» INFORMATION PROVIDED
--------------------------------------------------
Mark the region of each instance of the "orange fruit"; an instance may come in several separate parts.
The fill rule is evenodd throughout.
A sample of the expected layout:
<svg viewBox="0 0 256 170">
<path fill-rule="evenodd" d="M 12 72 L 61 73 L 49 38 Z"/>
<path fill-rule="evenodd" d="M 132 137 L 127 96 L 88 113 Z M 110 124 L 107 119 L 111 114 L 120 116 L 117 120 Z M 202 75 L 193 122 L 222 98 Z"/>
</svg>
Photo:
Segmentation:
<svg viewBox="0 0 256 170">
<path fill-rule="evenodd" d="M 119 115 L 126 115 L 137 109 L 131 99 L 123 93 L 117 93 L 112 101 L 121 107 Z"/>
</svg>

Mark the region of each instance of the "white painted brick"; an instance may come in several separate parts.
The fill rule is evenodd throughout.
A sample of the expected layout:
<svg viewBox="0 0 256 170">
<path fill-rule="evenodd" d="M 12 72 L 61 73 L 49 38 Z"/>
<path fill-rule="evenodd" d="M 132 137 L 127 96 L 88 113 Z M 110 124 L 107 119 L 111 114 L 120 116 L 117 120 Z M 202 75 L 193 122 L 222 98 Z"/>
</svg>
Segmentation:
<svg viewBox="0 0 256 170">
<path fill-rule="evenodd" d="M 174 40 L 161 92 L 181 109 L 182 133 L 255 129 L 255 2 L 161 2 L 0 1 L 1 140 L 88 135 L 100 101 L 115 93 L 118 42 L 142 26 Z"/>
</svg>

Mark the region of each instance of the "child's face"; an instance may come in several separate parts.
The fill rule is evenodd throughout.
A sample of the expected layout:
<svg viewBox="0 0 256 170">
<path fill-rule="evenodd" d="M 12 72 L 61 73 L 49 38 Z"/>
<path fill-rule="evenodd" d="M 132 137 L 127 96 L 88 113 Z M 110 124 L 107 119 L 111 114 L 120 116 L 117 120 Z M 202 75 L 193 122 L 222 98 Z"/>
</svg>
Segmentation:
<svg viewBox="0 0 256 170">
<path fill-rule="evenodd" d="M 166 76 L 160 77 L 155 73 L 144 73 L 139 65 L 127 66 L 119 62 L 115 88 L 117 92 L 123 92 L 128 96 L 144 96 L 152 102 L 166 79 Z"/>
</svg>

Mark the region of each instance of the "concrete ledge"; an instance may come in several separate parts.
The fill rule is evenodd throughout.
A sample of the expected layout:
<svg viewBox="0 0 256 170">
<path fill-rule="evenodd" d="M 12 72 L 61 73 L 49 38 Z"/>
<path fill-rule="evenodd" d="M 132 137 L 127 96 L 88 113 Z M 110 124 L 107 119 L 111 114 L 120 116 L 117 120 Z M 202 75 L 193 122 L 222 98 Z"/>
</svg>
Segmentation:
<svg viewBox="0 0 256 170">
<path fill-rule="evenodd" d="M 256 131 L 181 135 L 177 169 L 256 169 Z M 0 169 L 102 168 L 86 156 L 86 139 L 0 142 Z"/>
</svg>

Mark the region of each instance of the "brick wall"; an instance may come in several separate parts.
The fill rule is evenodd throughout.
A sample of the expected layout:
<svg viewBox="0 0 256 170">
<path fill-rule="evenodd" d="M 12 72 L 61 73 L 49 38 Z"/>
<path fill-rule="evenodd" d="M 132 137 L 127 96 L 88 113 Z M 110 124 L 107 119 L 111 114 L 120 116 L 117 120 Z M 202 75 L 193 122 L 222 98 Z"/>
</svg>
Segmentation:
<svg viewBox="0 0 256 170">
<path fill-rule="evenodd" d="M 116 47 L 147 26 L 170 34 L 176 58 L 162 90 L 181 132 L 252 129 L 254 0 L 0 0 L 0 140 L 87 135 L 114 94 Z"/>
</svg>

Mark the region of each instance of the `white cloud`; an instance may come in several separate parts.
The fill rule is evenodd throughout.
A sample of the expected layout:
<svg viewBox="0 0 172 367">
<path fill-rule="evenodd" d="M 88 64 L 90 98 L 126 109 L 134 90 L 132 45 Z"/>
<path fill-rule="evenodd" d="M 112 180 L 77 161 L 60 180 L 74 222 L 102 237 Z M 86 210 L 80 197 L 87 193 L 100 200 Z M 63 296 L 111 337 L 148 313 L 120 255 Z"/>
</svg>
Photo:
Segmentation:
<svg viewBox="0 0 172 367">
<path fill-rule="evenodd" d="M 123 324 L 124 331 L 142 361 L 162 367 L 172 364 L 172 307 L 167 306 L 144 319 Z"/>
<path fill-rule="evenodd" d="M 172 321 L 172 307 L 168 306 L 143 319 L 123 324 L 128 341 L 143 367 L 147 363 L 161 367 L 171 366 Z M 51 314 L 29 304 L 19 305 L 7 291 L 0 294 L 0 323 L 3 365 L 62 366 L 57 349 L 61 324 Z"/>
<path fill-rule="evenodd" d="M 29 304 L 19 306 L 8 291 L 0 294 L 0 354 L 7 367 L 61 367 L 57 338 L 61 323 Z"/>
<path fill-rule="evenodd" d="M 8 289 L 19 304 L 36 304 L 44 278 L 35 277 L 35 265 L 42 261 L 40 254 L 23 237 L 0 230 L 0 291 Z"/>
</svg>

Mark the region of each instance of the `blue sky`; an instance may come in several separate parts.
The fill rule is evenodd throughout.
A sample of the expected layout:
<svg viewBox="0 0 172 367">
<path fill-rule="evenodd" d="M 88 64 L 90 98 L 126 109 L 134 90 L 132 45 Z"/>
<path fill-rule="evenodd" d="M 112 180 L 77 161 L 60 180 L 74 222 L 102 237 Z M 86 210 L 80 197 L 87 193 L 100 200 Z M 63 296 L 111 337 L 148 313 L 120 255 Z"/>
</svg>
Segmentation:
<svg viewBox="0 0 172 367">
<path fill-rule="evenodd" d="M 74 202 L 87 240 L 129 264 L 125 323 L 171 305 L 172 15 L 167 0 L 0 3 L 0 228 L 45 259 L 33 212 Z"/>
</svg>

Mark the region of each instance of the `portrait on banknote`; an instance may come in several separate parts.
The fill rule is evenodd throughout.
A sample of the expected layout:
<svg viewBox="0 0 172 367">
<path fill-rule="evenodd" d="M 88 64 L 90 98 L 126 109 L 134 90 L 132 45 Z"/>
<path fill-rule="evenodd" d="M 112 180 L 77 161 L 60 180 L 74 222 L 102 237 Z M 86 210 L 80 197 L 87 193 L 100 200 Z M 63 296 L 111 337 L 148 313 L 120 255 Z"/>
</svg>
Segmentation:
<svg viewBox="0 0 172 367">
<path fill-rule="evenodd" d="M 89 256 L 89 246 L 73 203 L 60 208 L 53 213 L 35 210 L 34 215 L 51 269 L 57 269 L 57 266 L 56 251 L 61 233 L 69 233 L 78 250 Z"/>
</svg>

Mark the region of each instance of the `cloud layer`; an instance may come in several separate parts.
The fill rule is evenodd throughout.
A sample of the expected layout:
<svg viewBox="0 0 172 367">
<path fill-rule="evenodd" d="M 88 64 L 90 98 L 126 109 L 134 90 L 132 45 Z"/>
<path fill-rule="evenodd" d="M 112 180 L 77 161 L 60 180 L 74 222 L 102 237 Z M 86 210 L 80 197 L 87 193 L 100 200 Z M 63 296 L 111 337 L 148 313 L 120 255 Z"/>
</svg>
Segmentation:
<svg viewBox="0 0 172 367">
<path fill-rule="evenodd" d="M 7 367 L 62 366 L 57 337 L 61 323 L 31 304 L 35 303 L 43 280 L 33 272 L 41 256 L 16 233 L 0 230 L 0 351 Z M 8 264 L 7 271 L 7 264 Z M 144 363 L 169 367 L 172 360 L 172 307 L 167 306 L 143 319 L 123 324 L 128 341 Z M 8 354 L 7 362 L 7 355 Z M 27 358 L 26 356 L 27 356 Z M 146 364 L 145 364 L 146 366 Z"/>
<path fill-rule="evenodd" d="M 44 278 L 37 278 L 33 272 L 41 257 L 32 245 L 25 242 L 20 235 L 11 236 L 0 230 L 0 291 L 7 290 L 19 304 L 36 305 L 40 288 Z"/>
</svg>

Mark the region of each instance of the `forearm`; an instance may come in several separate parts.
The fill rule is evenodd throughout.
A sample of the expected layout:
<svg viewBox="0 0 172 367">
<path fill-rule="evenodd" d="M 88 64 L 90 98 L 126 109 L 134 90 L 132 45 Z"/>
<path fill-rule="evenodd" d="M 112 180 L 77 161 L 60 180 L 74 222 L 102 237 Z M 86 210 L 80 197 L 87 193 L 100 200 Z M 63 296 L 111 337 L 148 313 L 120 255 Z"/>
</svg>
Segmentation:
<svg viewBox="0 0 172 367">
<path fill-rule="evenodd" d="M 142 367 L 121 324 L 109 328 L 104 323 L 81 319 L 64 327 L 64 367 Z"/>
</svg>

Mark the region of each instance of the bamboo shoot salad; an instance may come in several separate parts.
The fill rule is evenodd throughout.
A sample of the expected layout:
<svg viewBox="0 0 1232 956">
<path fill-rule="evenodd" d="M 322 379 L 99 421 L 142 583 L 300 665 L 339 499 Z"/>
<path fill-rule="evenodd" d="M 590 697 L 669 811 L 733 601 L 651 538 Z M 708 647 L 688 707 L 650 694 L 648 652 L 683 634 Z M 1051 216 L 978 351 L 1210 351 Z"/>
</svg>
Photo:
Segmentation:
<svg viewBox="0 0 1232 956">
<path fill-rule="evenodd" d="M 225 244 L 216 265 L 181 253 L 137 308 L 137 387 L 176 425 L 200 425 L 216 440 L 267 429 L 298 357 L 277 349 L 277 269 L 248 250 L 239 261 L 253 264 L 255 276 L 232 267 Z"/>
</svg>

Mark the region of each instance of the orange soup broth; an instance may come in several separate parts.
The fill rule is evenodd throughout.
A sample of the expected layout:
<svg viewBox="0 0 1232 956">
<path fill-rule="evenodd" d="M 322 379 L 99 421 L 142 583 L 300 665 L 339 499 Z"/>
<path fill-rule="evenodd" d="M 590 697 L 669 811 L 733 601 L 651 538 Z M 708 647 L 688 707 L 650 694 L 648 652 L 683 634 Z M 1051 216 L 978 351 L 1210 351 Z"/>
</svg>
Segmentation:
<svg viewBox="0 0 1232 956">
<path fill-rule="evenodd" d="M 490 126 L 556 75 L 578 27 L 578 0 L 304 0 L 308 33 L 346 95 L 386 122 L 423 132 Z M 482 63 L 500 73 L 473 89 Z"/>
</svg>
--------------------------------------------------
» SET PROBLEM
Retype exactly the lines from the one containing "Mark the region of each instance of the orange" through the last line of the records above, including both.

» TASK RESULT
Mark the region of each instance of the orange soup broth; an instance may come in several separate parts.
The fill rule is evenodd throughout.
A sample of the expected layout:
<svg viewBox="0 0 1232 956">
<path fill-rule="evenodd" d="M 322 379 L 99 421 L 142 583 L 300 665 L 339 499 Z"/>
<path fill-rule="evenodd" d="M 590 697 L 669 811 L 733 601 L 651 538 Z M 708 647 L 688 707 L 650 694 L 648 652 L 683 634 Z M 1051 216 L 978 351 L 1210 351 Z"/>
</svg>
Segmentation:
<svg viewBox="0 0 1232 956">
<path fill-rule="evenodd" d="M 490 126 L 556 75 L 578 27 L 578 0 L 304 0 L 308 33 L 346 95 L 386 122 L 423 132 Z M 482 63 L 500 73 L 473 89 Z"/>
</svg>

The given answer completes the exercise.